Your task: Return a verbatim reproduction of each line, starting at the line with "Could you point to the blurred" and ending at the last line of the listing below.

Provided information:
-- -- --

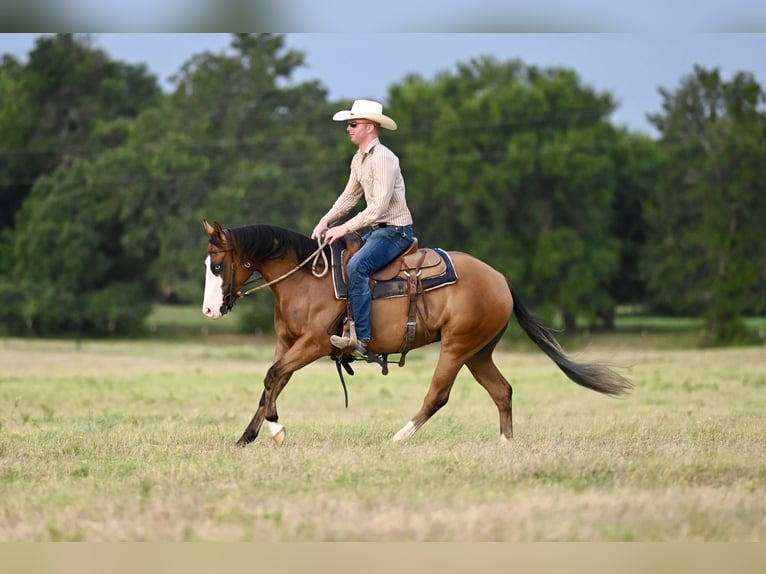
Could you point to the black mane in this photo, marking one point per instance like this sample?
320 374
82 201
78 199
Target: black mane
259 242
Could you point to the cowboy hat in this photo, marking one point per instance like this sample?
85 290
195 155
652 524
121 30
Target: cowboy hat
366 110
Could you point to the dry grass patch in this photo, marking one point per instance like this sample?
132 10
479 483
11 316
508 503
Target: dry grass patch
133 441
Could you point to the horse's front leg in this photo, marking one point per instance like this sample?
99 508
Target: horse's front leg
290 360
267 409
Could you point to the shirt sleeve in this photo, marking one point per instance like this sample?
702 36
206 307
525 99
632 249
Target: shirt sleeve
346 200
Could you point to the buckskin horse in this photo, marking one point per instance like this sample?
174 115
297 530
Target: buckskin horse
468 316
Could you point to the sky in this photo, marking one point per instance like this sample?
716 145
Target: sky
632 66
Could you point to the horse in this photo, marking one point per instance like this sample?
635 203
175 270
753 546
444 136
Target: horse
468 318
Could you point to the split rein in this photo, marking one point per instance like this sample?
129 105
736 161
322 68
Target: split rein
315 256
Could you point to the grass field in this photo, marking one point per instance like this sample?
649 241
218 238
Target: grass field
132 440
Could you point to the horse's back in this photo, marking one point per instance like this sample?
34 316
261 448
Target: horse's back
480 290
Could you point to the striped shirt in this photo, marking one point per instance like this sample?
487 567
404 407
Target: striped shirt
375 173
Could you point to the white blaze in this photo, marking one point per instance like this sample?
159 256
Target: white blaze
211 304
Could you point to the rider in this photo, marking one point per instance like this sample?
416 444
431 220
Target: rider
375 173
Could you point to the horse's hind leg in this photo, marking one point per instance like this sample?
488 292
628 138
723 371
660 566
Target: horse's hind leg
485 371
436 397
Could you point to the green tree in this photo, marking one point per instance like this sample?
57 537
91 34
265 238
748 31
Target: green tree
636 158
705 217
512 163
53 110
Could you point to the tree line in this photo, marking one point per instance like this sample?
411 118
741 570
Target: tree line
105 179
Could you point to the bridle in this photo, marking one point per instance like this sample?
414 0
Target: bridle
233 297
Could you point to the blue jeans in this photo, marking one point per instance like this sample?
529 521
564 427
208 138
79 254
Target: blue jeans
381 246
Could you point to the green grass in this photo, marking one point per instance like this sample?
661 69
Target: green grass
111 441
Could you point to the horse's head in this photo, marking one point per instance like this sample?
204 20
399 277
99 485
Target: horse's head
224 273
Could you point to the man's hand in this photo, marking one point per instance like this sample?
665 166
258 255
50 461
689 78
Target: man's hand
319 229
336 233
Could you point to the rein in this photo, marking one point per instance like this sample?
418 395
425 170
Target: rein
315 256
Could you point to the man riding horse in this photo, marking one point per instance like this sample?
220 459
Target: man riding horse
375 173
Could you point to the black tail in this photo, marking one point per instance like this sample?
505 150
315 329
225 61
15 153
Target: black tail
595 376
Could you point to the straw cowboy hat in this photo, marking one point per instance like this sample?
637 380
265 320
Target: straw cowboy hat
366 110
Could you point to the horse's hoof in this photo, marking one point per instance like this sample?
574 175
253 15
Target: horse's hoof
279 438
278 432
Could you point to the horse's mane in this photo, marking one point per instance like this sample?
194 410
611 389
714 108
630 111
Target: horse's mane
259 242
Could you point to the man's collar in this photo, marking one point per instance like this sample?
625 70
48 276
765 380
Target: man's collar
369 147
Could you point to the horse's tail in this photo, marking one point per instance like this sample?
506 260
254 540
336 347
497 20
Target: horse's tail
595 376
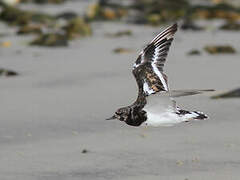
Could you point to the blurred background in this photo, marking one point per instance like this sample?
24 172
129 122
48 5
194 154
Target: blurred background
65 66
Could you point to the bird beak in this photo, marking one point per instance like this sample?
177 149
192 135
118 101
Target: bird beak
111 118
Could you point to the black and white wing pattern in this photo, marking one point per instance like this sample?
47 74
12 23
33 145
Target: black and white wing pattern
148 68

-- -- --

Result for this task:
Could you point to the blurred background in this photo, marking one point per instance like this sample?
24 172
129 122
48 5
194 154
Target: blurred background
65 66
Could you point to the bird beak in this photo, marking one point per instance like this sample?
177 149
192 135
118 101
Target: bird beak
111 118
Could you point to the black and white wing pattern in this photo, marking one point per instance like this sample?
47 74
12 23
33 145
Target: black and white wing pattern
148 68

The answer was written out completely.